## Exercise prompt
Copy each line below as it stands, but skip any picture it contains.

## Dataset content
■ ■ ■ ■
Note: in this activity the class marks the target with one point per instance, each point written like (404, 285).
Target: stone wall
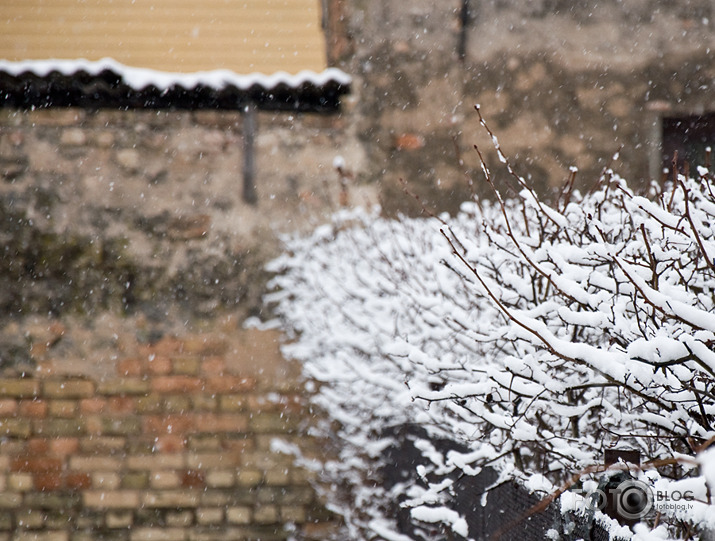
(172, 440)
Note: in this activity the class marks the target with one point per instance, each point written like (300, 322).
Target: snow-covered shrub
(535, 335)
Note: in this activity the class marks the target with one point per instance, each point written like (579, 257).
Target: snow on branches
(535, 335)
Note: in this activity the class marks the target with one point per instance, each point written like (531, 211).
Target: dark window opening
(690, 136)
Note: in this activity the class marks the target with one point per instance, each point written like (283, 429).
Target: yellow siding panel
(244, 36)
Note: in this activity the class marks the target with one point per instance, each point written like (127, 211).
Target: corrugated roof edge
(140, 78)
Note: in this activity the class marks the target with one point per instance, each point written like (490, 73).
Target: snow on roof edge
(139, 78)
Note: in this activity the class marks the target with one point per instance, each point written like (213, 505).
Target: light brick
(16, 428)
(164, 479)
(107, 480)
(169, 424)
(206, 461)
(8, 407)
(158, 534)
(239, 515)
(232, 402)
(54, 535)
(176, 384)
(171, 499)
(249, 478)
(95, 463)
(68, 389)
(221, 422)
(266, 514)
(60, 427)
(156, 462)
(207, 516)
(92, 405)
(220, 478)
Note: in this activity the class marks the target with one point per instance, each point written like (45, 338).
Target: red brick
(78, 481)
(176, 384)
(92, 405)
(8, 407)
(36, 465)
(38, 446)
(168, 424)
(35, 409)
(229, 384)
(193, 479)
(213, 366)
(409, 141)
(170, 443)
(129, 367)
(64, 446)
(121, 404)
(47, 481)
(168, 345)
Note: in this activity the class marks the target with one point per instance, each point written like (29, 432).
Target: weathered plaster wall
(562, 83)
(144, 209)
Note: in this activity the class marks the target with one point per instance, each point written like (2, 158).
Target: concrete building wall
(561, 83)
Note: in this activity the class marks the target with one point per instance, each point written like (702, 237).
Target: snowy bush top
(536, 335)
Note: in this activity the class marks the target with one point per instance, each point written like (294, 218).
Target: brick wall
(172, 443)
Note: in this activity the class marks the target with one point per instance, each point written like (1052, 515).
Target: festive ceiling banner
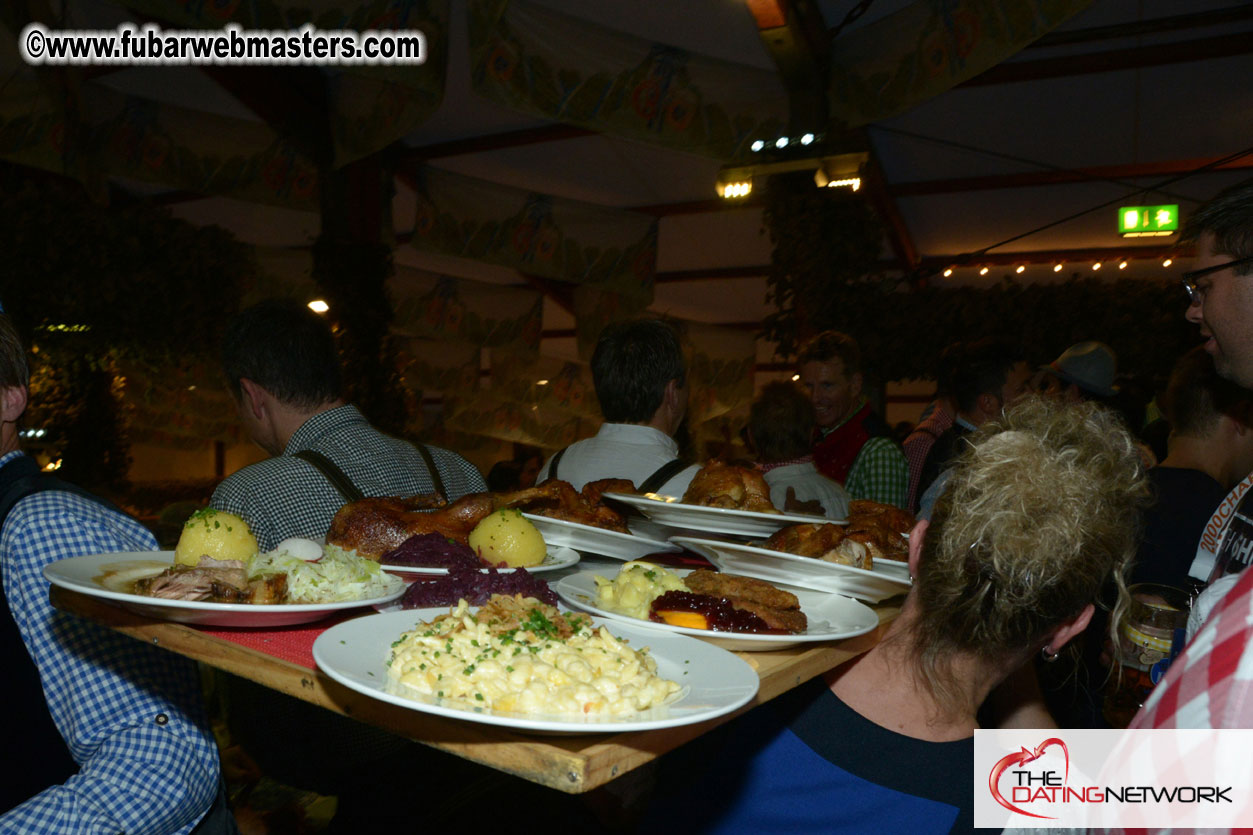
■ ■ ■ ■
## Output of the exercise
Note: in this activity the class marks the target with one point per instance, each point written like (404, 285).
Target: stone wall
(172, 440)
Note: in this activity the class marks the target with one point per instance, each point written like (300, 322).
Target: snow-covered shrub
(535, 335)
Note: in this activity the class marks the target with one point per instance, each point written like (579, 257).
Target: snow on branches
(535, 335)
Note: in this activity the class marks the target with one point per instance, each point written like (531, 211).
Target: dark window opening
(690, 136)
Note: in this activity the class marks the target with one point per instance, each point written like (283, 429).
Target: yellow siding panel
(244, 36)
Note: in this activity the class marks the target with one point per instance, each point written like (127, 211).
Target: corrugated roof edge
(140, 78)
Note: in this activity the class marks the target with one point per instance, each point written like (490, 73).
Target: snow on roof edge
(139, 78)
Note: in this activity the class marks the target with one point per instance, each point written like (213, 505).
Target: light brick
(16, 428)
(164, 479)
(107, 480)
(169, 424)
(206, 461)
(8, 407)
(158, 534)
(239, 515)
(232, 402)
(54, 535)
(176, 384)
(171, 499)
(249, 478)
(95, 463)
(68, 389)
(221, 422)
(266, 514)
(60, 427)
(156, 462)
(207, 516)
(92, 405)
(220, 478)
Note: in this activity the class marks the target with one point per instance, each point written like (45, 338).
Target: red brick
(78, 481)
(176, 384)
(92, 405)
(8, 407)
(36, 465)
(38, 446)
(168, 424)
(35, 409)
(229, 384)
(193, 479)
(213, 366)
(409, 141)
(170, 443)
(129, 367)
(64, 446)
(121, 404)
(47, 481)
(168, 345)
Note: in this activity the class marks the target with one point per instance, each point written like (29, 432).
Target: weathered plaster wall
(562, 83)
(144, 209)
Note: in this activity the class marks the target with one point per instance, each point written like (2, 158).
Target: concrete building wall
(561, 83)
Note: in this activity the class marks the target with one point per instance, each point written like (702, 237).
Target: snowy bush top
(536, 335)
Note: in this activity the class marks the target with one point per instance, each point written like (294, 218).
Target: brick wall
(172, 443)
Note: in this activity the class marks the target with one point per instance, each point written like (1052, 515).
Target: festive ceiling banner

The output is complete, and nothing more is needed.